> Verilen Görev A:
Kayıtlarda "Check that each instance of the white sand" ifadesini içeren satırdan kayıtların sonuna kadar uzanan satırları, her iki uç da dahil olmak üzere, aynen aktarınız.

31 Mart 2019’da yapılan yerel seçimler Ekrem İmamoğlu’nun zaferiyle sonuçlanınca seçimin sadece bir kısmı iptal edilmişti. 23 Haziran’da gerçekleşecek ikinci seçimlerin hemen öncesinde belki Kürtleri kazanırız hamlesi yapan iktidar, Doç. Dr. Ali Kemal Özcan aracılığıyla Abdullah Öcalan’ın mektubunu okutmuştu. Öcalan mektubunda HDP’ye tarafsızlık çağrısında bulunmuştu. Yetmemiş, kardeşi Osman Öcalan TRT Kürdî’ye çıkarak İstanbul Büyükşehir Belediye Başkanı Ekrem İmamoğlu ve CHP’yi eleştiren bir röportaj vermişti. Kandil’in tapusu iktidarın elindeydi ama Kürtlerin tapusu elinde değildi. Kürtlerin büyük bir çoğunluğu, ağaya boyun eğmek, emirlere itaat etmek değil, seçmek istiyordu.

> Verilen Görev B:
2019 İstanbul yerel seçimlerine dair metni kaldığı yerden sürdürünüz.

(Kaydedilmiş veriler)
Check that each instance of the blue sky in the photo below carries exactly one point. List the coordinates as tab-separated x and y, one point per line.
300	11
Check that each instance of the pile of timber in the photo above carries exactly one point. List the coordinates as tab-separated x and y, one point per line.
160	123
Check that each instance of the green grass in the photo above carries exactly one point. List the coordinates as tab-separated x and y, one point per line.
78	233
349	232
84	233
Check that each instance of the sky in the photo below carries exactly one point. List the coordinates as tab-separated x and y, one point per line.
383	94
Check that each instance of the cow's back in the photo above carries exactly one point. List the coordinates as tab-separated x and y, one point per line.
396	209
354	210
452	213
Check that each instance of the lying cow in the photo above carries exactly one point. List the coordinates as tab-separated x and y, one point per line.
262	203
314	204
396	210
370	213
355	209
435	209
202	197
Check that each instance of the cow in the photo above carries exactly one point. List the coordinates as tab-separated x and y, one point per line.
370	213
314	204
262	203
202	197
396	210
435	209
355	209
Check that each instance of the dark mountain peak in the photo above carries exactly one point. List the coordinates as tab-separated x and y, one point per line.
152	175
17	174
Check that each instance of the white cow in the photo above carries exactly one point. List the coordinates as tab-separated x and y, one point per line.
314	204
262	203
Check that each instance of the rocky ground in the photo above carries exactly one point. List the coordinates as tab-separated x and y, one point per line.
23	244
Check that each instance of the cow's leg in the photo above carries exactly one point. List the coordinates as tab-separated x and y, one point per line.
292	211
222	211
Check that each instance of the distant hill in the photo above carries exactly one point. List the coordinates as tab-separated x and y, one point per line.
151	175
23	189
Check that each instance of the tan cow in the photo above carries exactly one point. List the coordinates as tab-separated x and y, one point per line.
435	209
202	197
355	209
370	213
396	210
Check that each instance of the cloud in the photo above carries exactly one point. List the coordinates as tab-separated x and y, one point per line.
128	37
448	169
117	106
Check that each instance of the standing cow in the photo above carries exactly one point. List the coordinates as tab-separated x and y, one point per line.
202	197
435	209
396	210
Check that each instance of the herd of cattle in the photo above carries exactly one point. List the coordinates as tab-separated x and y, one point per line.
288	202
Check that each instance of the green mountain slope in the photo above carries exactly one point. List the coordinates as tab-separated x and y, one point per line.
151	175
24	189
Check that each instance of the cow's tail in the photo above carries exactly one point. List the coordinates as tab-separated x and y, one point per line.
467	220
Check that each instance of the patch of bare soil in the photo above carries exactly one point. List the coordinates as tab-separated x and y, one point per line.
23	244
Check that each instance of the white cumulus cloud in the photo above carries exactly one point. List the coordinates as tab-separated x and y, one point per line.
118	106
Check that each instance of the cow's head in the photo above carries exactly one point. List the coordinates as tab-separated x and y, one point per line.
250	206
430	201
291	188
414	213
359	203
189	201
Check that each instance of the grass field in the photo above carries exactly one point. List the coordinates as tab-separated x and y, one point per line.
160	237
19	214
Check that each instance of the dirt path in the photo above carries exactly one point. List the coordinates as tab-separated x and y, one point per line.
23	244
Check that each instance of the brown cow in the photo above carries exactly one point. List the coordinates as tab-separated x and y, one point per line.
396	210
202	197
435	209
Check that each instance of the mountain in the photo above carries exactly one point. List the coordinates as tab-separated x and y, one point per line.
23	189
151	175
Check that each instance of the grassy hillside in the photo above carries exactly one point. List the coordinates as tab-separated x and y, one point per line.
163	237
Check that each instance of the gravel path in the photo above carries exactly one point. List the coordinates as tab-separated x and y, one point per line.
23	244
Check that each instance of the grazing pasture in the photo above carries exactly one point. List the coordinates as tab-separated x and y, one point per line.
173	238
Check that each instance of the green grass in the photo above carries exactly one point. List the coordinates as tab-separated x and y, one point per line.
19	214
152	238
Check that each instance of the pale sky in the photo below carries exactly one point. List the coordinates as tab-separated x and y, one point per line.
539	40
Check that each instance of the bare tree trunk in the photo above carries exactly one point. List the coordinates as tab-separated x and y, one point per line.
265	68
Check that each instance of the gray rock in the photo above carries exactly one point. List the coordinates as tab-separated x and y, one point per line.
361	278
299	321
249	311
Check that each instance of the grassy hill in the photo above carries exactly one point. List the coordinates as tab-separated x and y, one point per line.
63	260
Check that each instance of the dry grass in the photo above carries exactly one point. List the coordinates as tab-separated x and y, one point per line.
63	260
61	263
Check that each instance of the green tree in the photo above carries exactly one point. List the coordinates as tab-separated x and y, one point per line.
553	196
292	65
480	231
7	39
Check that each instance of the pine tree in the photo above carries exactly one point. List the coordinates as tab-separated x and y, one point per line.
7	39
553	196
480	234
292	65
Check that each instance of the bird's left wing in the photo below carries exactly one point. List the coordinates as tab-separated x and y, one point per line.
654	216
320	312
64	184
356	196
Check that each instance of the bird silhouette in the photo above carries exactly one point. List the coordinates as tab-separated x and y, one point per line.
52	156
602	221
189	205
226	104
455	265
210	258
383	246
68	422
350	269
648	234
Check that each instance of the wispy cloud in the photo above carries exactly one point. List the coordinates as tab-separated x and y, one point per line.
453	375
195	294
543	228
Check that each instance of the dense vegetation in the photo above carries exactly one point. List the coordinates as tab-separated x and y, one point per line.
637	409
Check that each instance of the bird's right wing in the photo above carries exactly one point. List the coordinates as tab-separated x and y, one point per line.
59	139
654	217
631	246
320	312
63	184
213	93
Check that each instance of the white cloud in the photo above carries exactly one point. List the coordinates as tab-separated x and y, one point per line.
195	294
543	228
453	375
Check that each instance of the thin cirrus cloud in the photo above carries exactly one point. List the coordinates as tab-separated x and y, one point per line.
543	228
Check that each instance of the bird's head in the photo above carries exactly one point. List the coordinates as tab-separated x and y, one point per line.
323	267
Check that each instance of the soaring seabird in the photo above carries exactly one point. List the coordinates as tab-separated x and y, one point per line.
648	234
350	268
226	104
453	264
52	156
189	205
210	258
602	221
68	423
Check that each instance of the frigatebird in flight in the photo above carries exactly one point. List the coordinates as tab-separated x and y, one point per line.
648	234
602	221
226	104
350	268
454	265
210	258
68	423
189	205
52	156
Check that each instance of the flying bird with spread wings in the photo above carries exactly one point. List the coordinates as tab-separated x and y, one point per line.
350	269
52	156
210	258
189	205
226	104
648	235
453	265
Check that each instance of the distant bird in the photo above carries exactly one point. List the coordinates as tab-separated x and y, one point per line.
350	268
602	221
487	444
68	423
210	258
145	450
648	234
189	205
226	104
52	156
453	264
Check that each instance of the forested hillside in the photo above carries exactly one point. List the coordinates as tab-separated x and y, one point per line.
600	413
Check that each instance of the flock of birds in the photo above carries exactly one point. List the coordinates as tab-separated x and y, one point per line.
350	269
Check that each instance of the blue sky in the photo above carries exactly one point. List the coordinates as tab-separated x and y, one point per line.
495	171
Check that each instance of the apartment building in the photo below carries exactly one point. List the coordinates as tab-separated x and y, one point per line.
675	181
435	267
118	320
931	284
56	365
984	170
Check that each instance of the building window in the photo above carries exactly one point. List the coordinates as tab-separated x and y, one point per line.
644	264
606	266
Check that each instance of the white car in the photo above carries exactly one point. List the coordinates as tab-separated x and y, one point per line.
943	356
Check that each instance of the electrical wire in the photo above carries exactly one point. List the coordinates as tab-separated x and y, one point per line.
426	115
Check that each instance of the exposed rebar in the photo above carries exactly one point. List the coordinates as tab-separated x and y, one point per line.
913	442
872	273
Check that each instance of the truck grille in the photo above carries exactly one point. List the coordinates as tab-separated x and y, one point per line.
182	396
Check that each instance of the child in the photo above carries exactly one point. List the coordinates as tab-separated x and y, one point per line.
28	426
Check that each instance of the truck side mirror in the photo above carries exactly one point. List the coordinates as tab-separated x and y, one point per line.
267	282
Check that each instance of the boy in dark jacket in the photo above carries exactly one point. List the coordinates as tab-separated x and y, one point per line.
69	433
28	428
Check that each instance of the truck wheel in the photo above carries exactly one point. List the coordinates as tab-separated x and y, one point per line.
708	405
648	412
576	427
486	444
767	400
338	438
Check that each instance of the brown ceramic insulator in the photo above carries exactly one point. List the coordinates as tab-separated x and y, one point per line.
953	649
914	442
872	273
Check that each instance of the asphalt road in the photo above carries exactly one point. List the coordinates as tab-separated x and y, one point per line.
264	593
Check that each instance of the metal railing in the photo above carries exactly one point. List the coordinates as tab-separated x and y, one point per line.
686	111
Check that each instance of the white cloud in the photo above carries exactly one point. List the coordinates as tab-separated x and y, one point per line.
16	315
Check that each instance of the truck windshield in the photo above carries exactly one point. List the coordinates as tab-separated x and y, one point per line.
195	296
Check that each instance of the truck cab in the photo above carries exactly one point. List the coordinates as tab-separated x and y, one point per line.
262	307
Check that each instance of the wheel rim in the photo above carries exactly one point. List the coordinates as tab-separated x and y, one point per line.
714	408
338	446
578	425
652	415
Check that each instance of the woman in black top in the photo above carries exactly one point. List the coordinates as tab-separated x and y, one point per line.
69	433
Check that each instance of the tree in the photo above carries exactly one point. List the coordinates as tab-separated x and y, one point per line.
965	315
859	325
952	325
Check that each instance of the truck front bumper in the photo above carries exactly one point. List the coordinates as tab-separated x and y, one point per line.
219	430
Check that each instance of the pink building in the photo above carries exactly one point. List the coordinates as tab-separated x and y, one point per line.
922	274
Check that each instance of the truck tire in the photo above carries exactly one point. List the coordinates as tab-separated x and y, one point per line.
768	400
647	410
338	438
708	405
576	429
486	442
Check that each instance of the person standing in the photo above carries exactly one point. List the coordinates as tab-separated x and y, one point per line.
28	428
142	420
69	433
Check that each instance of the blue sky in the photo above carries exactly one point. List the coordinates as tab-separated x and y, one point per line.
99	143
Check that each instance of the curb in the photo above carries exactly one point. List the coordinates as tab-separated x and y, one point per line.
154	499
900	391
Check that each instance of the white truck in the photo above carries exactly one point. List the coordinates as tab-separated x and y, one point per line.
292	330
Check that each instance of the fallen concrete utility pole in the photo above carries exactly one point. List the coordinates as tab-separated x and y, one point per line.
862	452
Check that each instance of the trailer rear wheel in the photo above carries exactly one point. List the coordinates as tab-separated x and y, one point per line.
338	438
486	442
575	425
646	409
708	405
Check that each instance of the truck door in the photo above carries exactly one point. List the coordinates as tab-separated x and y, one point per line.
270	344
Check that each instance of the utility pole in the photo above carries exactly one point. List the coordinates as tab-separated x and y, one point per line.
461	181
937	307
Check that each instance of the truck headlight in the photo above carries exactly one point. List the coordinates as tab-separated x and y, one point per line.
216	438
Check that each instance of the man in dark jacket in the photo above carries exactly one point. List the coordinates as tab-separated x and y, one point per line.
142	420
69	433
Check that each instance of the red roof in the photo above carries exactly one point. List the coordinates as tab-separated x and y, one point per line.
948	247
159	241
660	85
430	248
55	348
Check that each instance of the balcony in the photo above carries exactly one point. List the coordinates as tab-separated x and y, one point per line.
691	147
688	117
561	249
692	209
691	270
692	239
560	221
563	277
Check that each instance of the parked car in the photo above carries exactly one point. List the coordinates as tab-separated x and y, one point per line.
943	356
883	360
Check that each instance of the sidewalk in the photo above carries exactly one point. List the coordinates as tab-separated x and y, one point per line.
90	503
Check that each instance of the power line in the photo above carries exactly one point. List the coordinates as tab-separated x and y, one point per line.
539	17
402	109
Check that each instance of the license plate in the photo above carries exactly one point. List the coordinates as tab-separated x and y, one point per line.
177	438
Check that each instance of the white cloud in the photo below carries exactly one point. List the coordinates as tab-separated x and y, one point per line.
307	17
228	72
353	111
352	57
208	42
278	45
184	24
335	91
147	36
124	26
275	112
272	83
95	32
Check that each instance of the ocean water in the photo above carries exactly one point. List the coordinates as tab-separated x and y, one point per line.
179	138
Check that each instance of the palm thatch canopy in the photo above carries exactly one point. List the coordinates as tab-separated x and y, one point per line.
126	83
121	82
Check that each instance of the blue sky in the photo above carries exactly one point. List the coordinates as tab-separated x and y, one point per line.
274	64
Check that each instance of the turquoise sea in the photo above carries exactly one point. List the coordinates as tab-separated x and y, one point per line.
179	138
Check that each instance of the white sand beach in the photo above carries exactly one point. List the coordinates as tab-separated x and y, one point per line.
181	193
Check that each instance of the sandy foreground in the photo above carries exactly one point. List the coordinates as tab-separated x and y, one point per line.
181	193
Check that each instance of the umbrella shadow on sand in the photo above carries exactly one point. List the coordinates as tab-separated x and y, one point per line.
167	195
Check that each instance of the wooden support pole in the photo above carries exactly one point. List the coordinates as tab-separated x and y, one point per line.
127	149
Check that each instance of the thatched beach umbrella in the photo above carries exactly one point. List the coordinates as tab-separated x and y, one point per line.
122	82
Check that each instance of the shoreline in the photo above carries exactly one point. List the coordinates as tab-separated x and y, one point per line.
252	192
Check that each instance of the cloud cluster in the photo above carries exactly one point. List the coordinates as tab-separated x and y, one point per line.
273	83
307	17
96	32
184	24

> Yanıt A:
Check that each instance of the white sand beach in the photo above carries exactly one point. List the coordinates as tab-separated x and y, one point per line.
181	193
Check that each instance of the sandy foreground in the photo above carries exactly one point. List the coordinates as tab-separated x and y, one point per line.
181	193
Check that each instance of the umbrella shadow on sand in the photo above carries exactly one point. List the coordinates as tab-separated x and y, one point per line.
167	195
Check that each instance of the wooden support pole in the photo above carries exactly one point. List the coordinates as tab-separated x and y, one point per line.
127	149
Check that each instance of the thatched beach umbrella in the photo above carries exactly one point. List the coordinates as tab-separated x and y, one point per line.
122	82
Check that each instance of the shoreline in the photo above carries exactly one point. List the coordinates as tab-separated x and y, one point per line.
252	192
Check that each instance of the cloud cluster in the photo above carries exactly one point. List the coordinates as tab-separated x and y, one point per line.
273	83
307	17
96	32
184	24

> Yanıt B:
CHP ve DEM Parti’nin yaptığı şey, Kandil’le uzlaşıdan çok daha kıymetli bir şeydi, ittifak tabanda sağlanıyordu. Bu süreç hem kandil hem iktidar için büyük bir tehditti ve işin ilginç tarafı halkta karşılığı vardı. Devlet Bahçeli ve Erdoğan, 2023 seçimlerinde tüm hedef göstermelerine ve tehditlerine rağmen bu ittifakın zarar görmemesine hayret etmekte haklıydı. Bu yüzden Kent Uzlaşısı formülü CHP ve DEM seçmenini birleştiren bir kâbustu Erdoğan için, kontrol edilemezdi.
Yeni çözüm-süzlük sürecinde çok sabırsız olan iktidarın acelesinin sebebi merak ediliyordu. Acaba erken seçim olacaktı da öncesinde Kürt seçmeni yanlarına mı çekmeye çalışıyorlardı? Acaba Anayasa değişikliği için miydi? Acaba DEM ve CHP yan yana gelemesin diye miydi? Acaba Suriye’den dolayı mıydı? E şıkkı, hepsiydi ama hepsinde birden çuvalladılar. Çünkü niyetleri halis değildi. Dertleri bu ülke için iyi bir şey yapmak değil, kişisel ikballeriydi.
İşte bu kaygılar ve kavgalar Saraçhane’deki karma kitle için bir boşluk yarattı.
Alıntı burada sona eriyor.